**Supplied data**
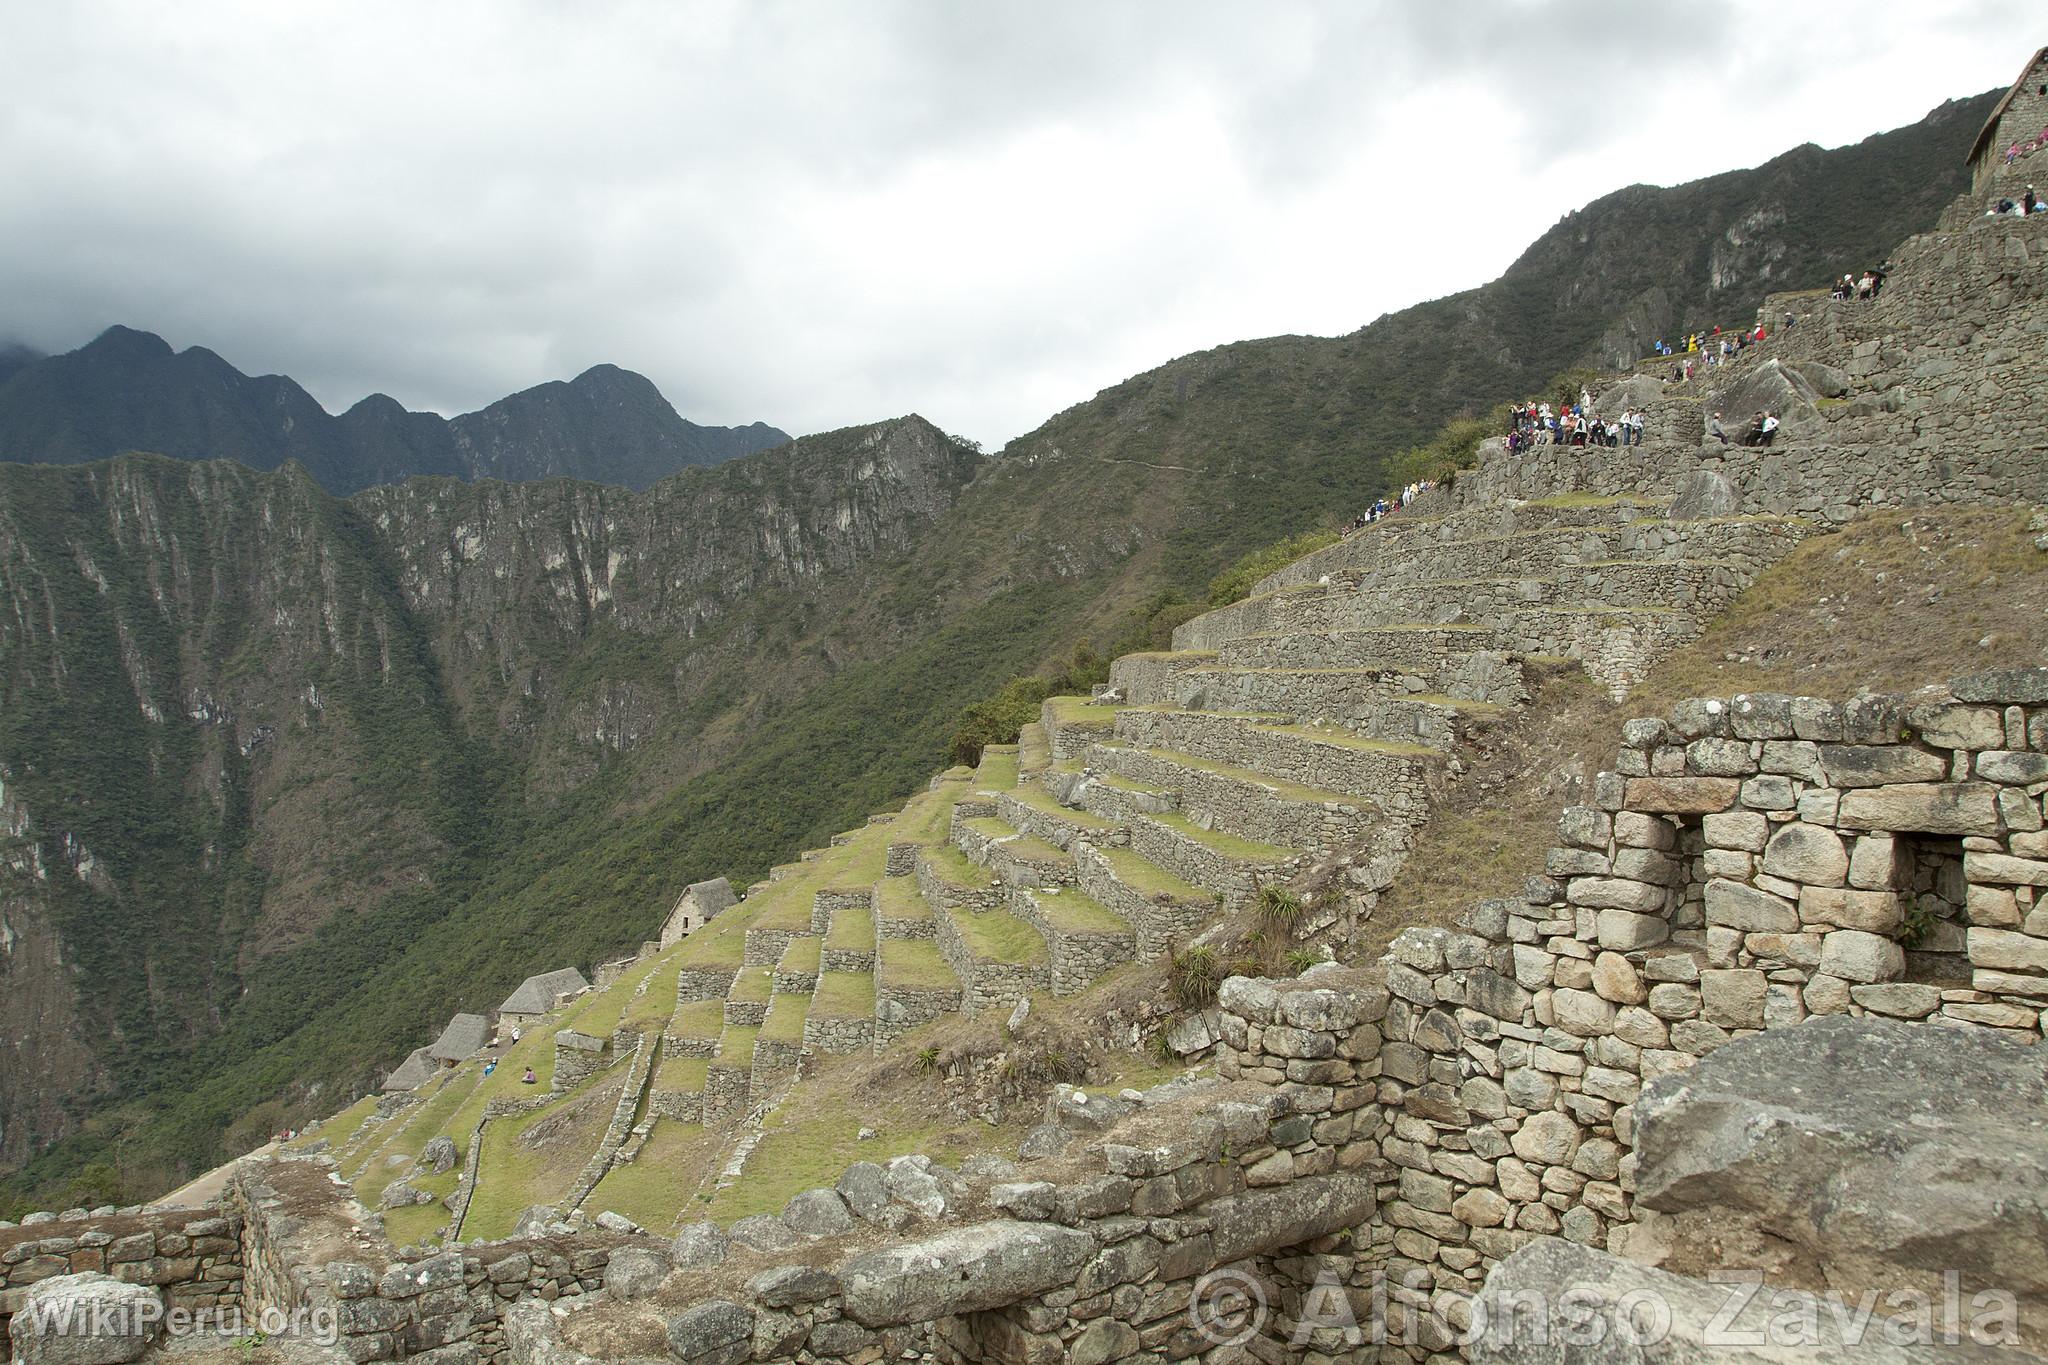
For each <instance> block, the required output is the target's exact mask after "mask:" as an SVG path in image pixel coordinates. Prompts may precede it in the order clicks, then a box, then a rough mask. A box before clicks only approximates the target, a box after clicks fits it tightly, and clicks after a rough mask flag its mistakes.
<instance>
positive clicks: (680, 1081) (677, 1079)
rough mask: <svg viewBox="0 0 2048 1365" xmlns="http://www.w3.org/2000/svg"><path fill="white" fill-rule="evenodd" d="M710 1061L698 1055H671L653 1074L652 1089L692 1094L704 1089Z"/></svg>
mask: <svg viewBox="0 0 2048 1365" xmlns="http://www.w3.org/2000/svg"><path fill="white" fill-rule="evenodd" d="M709 1070H711V1062H709V1060H705V1058H700V1056H672V1058H668V1060H664V1062H662V1070H657V1072H655V1074H653V1089H657V1091H668V1093H670V1095H694V1093H698V1091H702V1089H705V1074H707V1072H709Z"/></svg>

**Aim of the exercise**
Go through the listing above and find each line that contains "clicks", then copy it.

**Answer to this task**
For each <instance> block, the required output is the target's exact mask after "mask:" as an SVG path in image pixel coordinates. Prompts may precede it in the order clicks, then a box, then a rough mask. A box before clicks only approximates the target, a box after clicks fits it tightly, and clicks after a rough mask flag its mistakes.
positive clicks: (680, 1081) (677, 1079)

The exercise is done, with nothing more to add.